(Data items):
..............................

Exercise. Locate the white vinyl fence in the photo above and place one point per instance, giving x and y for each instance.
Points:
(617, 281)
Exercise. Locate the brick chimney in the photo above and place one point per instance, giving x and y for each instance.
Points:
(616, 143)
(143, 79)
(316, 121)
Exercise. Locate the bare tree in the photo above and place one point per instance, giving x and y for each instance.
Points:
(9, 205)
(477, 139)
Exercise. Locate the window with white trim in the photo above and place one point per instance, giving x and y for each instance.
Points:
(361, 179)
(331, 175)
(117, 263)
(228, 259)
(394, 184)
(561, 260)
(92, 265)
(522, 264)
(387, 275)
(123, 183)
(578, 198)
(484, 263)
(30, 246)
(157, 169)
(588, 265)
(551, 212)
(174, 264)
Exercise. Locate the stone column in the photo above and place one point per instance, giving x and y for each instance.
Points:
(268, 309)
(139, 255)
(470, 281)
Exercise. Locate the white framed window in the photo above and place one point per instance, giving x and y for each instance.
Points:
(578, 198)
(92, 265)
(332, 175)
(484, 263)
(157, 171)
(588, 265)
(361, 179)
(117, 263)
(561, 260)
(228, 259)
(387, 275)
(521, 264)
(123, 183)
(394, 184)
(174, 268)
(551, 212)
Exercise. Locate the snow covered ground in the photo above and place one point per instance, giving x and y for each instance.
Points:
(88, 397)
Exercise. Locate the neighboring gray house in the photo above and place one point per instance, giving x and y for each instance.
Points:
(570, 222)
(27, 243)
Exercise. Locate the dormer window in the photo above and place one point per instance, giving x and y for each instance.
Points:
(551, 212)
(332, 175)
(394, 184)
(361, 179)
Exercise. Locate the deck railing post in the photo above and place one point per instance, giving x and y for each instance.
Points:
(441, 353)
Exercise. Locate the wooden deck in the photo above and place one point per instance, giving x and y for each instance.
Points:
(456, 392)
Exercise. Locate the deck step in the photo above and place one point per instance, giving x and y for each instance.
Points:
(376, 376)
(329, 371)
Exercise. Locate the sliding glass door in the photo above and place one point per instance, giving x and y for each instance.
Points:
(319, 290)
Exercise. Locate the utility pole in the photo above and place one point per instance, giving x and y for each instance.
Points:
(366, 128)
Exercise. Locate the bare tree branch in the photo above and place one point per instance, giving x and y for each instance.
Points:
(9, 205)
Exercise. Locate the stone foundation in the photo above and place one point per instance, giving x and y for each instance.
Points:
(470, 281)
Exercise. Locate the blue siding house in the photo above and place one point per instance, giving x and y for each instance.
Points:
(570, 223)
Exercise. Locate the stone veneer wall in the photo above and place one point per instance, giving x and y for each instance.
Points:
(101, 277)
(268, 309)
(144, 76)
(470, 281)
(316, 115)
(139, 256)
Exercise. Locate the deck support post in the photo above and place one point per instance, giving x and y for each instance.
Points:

..............................

(Task details):
Set every record down again, exactly as given.

(Response to the task):
Exercise. Locate the white vinyl fence in the photo above and place one point per instance, giving x and y for each instance.
Points:
(617, 281)
Exercise. Locate the brick chimney in the photo above and place one point per instance, giving x and y for each instance.
Points:
(616, 143)
(143, 79)
(316, 121)
Exercise. Locate the bare tree in the photo above and place one point per instance, giving x and y for each instance.
Points:
(9, 205)
(477, 139)
Exercise. Locate the window with white trim in the photo above and place one point per instance, giving x and y for each instance.
Points:
(361, 179)
(331, 175)
(117, 263)
(228, 259)
(394, 184)
(561, 260)
(92, 265)
(522, 264)
(387, 275)
(123, 183)
(578, 198)
(484, 263)
(30, 246)
(157, 169)
(588, 265)
(551, 212)
(174, 264)
Exercise. Locate the stone column in the photo above and place one point per instance, giving x and y for each instance.
Points:
(268, 309)
(139, 255)
(470, 281)
Exercise. Locate the white framed window in the photo above and place one point per instance, giving x and y for each instance.
Points:
(578, 198)
(92, 265)
(332, 175)
(484, 263)
(157, 171)
(588, 265)
(361, 179)
(117, 263)
(561, 260)
(228, 259)
(387, 275)
(521, 264)
(123, 183)
(394, 184)
(174, 268)
(551, 212)
Exercise. Locate the snow covered ground in the photo above and place one point per instance, giving x and y for each instance.
Points:
(88, 397)
Exercise. Locate the neighboring gray house in the photo above and place one point per instance, giving x and y for each instance.
Points:
(570, 222)
(27, 243)
Exercise. Locate the dormer window in the photo above and place one point per instance, giving x and y for each instance.
Points:
(551, 212)
(332, 175)
(394, 184)
(361, 179)
Exercise. Locate the deck railing post in the photo above and place one point per instance, giving x and y for each instance.
Points:
(441, 353)
Exercise. Locate the wooden deck in the photo above and place one point per instance, giving x and y for each instance.
Points:
(456, 392)
Exercise. Locate the deck step in the photo above and place one point per instance, giving x and y for each instance.
Points:
(376, 376)
(329, 371)
Exercise. Locate the sliding glass door in the photo above and place one point per instance, giving x and y for each instance.
Points:
(319, 290)
Exercise. Locate the utility pole in the photo above and place one point per instance, giving x and y for each instance.
Points:
(366, 128)
Exercise. Locate the bare tree branch in the photo above and place one point per instance, giving x and y for each instance.
Points:
(9, 205)
Exercise. Locate the stone foundation in the photo above and place one point per instance, giving x and y for each instance.
Points:
(470, 281)
Exercise. Locate the blue siding house in the photo above and place one point per instance, giving x and y for each instance.
Points:
(570, 223)
Exercise. Locate the stone veneer wall in the photo above and place one point per instance, giving x and y for each instance.
Points:
(101, 277)
(268, 309)
(144, 76)
(470, 281)
(316, 115)
(139, 256)
Exercise. Locate the deck support post in the photo above and place one point per instance, giving x and y for each instance.
Points:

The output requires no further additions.